Entries supplied =
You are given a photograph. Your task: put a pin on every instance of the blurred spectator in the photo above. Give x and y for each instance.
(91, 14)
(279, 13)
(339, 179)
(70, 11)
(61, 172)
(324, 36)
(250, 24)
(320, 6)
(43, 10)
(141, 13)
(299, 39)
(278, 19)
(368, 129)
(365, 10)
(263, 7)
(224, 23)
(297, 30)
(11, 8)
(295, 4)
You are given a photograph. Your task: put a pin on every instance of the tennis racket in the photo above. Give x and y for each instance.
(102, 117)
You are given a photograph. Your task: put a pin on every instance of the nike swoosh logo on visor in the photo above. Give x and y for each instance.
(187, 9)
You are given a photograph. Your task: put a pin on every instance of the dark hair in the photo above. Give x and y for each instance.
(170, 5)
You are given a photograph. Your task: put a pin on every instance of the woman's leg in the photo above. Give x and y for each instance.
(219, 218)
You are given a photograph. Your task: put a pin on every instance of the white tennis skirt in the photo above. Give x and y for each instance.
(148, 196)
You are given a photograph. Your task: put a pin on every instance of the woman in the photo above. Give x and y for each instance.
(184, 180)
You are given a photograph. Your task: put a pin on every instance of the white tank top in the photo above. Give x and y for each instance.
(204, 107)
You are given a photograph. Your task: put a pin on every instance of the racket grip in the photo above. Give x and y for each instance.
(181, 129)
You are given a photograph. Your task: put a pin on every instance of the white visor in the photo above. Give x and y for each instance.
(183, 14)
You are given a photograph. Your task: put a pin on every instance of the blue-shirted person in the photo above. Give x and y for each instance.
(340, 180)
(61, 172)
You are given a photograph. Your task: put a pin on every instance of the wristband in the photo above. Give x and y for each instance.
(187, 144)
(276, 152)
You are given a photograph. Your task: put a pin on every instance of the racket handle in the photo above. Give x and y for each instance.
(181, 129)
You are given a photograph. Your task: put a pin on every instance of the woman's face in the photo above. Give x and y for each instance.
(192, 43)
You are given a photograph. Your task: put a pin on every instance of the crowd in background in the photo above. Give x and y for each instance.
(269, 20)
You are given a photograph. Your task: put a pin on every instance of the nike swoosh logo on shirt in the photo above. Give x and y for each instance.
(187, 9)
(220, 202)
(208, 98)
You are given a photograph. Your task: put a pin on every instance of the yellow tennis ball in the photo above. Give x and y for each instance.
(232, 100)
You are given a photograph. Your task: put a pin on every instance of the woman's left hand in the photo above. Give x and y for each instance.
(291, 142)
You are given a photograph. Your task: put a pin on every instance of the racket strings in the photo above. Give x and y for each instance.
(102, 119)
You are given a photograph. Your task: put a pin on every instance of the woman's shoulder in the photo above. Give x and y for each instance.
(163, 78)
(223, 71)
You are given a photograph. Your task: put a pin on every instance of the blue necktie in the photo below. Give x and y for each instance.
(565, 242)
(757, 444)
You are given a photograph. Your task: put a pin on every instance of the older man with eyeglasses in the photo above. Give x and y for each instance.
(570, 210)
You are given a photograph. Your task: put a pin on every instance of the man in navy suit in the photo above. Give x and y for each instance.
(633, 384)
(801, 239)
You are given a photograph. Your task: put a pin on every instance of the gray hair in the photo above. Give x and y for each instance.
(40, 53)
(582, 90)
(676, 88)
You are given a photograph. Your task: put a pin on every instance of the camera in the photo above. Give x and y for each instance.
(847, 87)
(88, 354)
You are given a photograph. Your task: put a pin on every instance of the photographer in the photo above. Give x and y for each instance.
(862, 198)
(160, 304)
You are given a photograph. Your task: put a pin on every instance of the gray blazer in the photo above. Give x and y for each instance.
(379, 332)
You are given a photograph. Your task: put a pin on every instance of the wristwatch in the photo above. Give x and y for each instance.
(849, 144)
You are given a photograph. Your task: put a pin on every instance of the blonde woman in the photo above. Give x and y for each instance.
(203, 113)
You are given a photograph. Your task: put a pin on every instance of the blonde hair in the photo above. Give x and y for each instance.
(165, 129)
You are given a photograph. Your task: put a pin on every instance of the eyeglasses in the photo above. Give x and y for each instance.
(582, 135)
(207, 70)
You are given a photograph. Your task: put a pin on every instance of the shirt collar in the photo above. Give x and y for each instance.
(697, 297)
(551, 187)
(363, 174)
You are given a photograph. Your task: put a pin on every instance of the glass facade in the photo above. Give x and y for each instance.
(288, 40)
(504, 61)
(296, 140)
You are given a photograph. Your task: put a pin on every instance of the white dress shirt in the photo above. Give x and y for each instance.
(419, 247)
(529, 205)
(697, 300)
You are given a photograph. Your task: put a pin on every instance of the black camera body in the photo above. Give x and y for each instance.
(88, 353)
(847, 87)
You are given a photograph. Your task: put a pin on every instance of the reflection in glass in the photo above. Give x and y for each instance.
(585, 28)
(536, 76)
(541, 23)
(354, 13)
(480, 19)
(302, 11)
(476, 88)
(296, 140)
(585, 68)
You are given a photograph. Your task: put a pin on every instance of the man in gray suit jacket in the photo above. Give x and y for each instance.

Problem details = Can you output, unchanged, every line from the one containing "the white dress" through the end of the rows, with both of those ends included?

Expected answer =
You are given a photograph. Your task: put a pin on every instance of the white dress shirt in the photo above. Give x and y for each instance.
(419, 247)
(529, 205)
(697, 300)
You are given a photograph. Your task: put a pin on every instance of the black camera body in the photo above. Give x and y for each instance.
(88, 353)
(847, 87)
You are given a photograph. Your task: put a pin on every instance of the reflection in glass in the photo above. Give x and y for each instance.
(585, 28)
(536, 76)
(541, 23)
(354, 13)
(480, 19)
(302, 11)
(476, 88)
(296, 140)
(585, 68)
You are given a photograph. Your task: put a pin on every instance of the man in gray suit jacket in the photo above. Give x and y for each instance.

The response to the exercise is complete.